*SET TASK*: Copy the following records line for line, leaving out the pictures.

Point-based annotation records
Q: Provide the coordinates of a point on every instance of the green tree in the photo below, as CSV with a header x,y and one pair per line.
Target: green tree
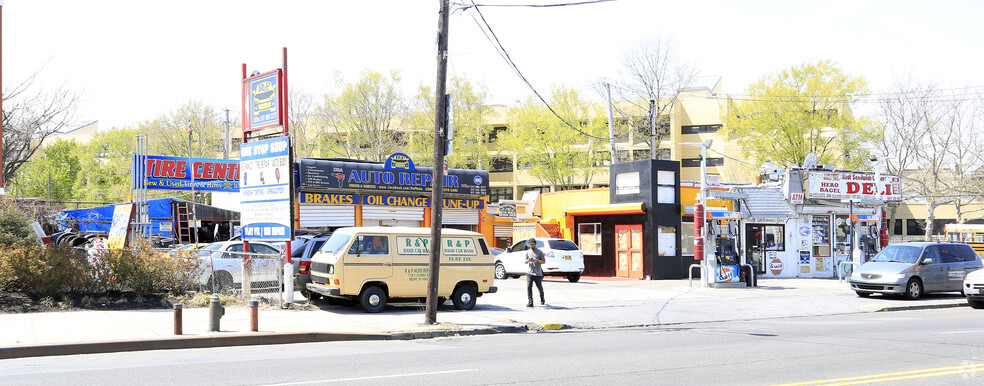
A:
x,y
168,134
365,120
802,110
106,169
471,133
553,151
52,175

*THE COMPLETED TASK*:
Q: Provide the coordinates of a point on every instance of the green tree in the photo below, as CSV with a header x,y and one pair per line.
Target: green tree
A:
x,y
168,134
365,120
802,110
106,169
471,133
553,151
52,175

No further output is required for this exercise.